____ Reading text

Let’s export first 50 rows of the data into a new Shapefile by first selecting the data and then with ``gpd.to_file()`` -function:

In [None]:
# Set the output path for the data 
outfp = "Data2/dk001l_kobenhavn/dk001l_kobenhavn_subset.shp" 

# Select first 50 rows 
selection = data[0:50] 

# Write those rows into a new Shapefile (the default output file format is Shapefile) 
selection.to_file(outfp)

## 🏋 Exercise

Plot the subset data! Add your code in the cell below. Feel free to become fancy and add a lot more elements to the plot

Let’s print the first 5 rows of the data. You can specify a column like ‘ITEM’ and only show that attributes of that column:


In [None]:
print(data.head())

In [None]:
print(data['ITEM'].head())

Since the spatial data is stored as Shapely objects, it is possible to use all of the functionalities of ``Shapely`` module.
Let’s prove that this is really the case by iterating over a sample of the data, and printing the area of first ten polygons.
We can iterate over the rows by using the ``iterrows()`` -function.


In [None]:
# Make a selection that contains only the first five rows 
selection = data[0:10] 
# Iterate over rows and print the area of a Polygon 
for index, row in selection.iterrows(): 
    # Get the area of the polygon 
    poly_area = row['geometry'].area 
    # Print information for the user 
    print("Polygon area in m2 at index {index} is: {area:.3f}".format(index=index, area=poly_area))


Let’s now create a new column into our GeoDataFrame where we calculate/store the areas of polygons into that column. No need to iterate like before.


In [None]:
# Create a new column called 'area' and assign the area of the Polygons into it 
data['area'] = data.area 
# Print first 5 rows of the area column 
print(data['area'].head(5))


## Let’s get the min, max and mean of areas.


In [None]:
# Maximum area 
max_area = data['area'].max() 
# Minimum area 
min_area = data['area'].min() 
# Mean area 
mean_area = data['area'].mean() 

print("Max area: {max} m2 \nMin area: {min} m2 \nMean area: {mean} m2".format(max=round(max_area, 2), min=round(min_area, 2), mean=round(mean_area, 2)))

________
____ Supplied information

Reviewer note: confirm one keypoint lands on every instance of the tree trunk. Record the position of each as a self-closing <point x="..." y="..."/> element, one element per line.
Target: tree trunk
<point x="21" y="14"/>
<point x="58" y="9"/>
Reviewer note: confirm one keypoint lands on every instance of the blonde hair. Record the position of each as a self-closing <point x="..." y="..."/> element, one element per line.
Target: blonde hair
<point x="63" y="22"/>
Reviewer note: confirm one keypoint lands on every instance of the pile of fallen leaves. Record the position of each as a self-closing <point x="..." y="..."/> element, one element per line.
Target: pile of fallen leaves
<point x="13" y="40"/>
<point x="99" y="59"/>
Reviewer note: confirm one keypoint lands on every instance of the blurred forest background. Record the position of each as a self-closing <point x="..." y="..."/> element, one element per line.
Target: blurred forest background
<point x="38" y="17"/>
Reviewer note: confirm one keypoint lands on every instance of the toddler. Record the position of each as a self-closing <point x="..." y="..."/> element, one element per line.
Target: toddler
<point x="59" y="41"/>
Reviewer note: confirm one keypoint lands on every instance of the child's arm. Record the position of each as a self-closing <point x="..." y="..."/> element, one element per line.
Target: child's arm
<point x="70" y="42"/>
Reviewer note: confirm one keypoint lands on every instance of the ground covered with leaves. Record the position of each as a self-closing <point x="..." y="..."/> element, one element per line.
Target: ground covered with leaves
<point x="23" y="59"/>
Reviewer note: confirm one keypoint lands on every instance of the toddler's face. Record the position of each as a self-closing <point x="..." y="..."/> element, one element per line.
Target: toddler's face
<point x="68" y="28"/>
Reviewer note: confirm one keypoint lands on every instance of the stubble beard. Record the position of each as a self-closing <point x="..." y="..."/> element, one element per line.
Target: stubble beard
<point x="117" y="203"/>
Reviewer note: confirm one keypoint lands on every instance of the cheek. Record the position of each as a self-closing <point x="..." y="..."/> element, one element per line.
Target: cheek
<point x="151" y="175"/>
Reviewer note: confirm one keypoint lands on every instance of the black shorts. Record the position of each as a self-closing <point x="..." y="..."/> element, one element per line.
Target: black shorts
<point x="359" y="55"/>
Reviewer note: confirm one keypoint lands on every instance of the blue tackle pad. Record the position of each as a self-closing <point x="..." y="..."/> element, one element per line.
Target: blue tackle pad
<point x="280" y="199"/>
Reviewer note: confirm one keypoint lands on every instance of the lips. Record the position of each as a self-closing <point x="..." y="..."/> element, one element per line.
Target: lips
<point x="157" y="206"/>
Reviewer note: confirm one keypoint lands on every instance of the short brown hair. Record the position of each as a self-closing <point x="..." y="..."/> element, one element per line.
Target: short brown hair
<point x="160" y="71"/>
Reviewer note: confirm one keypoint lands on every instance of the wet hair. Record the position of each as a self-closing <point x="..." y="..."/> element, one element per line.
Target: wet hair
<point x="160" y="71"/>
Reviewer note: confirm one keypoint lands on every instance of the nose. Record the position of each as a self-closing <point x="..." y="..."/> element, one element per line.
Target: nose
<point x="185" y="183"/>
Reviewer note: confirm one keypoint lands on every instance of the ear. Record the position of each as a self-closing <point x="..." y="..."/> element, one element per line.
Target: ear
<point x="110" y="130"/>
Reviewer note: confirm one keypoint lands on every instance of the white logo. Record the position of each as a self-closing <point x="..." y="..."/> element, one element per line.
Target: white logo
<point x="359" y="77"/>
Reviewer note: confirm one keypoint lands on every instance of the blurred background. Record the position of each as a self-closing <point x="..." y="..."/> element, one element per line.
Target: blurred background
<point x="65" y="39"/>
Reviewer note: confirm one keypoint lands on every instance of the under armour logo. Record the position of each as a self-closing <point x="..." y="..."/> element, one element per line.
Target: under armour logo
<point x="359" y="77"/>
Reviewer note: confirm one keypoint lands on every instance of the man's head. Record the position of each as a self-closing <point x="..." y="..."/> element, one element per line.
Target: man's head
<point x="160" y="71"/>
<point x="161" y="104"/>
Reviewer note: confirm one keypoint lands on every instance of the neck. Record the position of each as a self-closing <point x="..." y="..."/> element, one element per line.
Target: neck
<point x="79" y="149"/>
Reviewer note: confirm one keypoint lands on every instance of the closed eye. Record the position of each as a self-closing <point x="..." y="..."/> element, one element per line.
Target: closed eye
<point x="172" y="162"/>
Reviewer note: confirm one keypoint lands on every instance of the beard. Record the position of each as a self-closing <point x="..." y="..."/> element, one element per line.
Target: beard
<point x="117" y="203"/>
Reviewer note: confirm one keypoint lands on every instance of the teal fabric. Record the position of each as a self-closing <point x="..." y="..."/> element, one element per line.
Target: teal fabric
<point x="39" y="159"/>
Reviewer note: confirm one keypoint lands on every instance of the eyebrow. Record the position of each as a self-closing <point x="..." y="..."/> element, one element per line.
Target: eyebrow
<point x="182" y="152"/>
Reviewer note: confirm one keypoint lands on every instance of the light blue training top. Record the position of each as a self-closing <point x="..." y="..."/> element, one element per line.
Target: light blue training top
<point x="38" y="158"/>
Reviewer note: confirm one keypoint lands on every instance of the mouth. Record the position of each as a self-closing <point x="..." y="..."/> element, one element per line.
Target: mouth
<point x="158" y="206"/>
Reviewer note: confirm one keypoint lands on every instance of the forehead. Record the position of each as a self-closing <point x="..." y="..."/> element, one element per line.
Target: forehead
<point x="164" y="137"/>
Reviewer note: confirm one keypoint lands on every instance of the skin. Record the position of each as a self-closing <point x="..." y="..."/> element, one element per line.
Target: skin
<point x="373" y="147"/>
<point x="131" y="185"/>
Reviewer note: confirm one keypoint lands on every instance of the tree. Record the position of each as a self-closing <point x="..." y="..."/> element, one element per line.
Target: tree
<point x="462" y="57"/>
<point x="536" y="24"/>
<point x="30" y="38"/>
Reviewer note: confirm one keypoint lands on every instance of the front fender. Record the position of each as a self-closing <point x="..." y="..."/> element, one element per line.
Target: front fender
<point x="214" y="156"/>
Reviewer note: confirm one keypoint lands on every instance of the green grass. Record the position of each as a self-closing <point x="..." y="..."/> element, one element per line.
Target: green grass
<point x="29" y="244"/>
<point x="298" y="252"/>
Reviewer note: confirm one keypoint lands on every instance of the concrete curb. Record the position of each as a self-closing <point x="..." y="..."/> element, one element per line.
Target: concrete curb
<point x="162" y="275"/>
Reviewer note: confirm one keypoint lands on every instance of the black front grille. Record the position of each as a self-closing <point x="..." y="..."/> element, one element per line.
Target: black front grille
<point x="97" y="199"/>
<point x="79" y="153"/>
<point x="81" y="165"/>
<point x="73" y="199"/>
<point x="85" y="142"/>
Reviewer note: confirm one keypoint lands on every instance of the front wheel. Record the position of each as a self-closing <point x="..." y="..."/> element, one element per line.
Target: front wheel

________

__What this exercise asks__:
(1) According to the GeoPandas tutorial text, what is the default output file format when data is written with the to_file function?
(2) Rewrite the part of the GeoPandas tutorial text starting at "# Write those" and ending at "print(data.head())", with "Shapefile" changed to "GeoPackage".
The rows were taken from a different source than the tutorial text.

__Expected outputs__:
(1) Shapefile

(2)
# Write those rows into a new GeoPackage (the default output file format is GeoPackage) 
selection.to_file(outfp)

## 🏋 Exercise

Plot the subset data! Add your code in the cell below. Feel free to become fancy and add a lot more elements to the plot

Let’s print the first 5 rows of the data. You can specify a column like ‘ITEM’ and only show that attributes of that column:


In [None]:
print(data.head())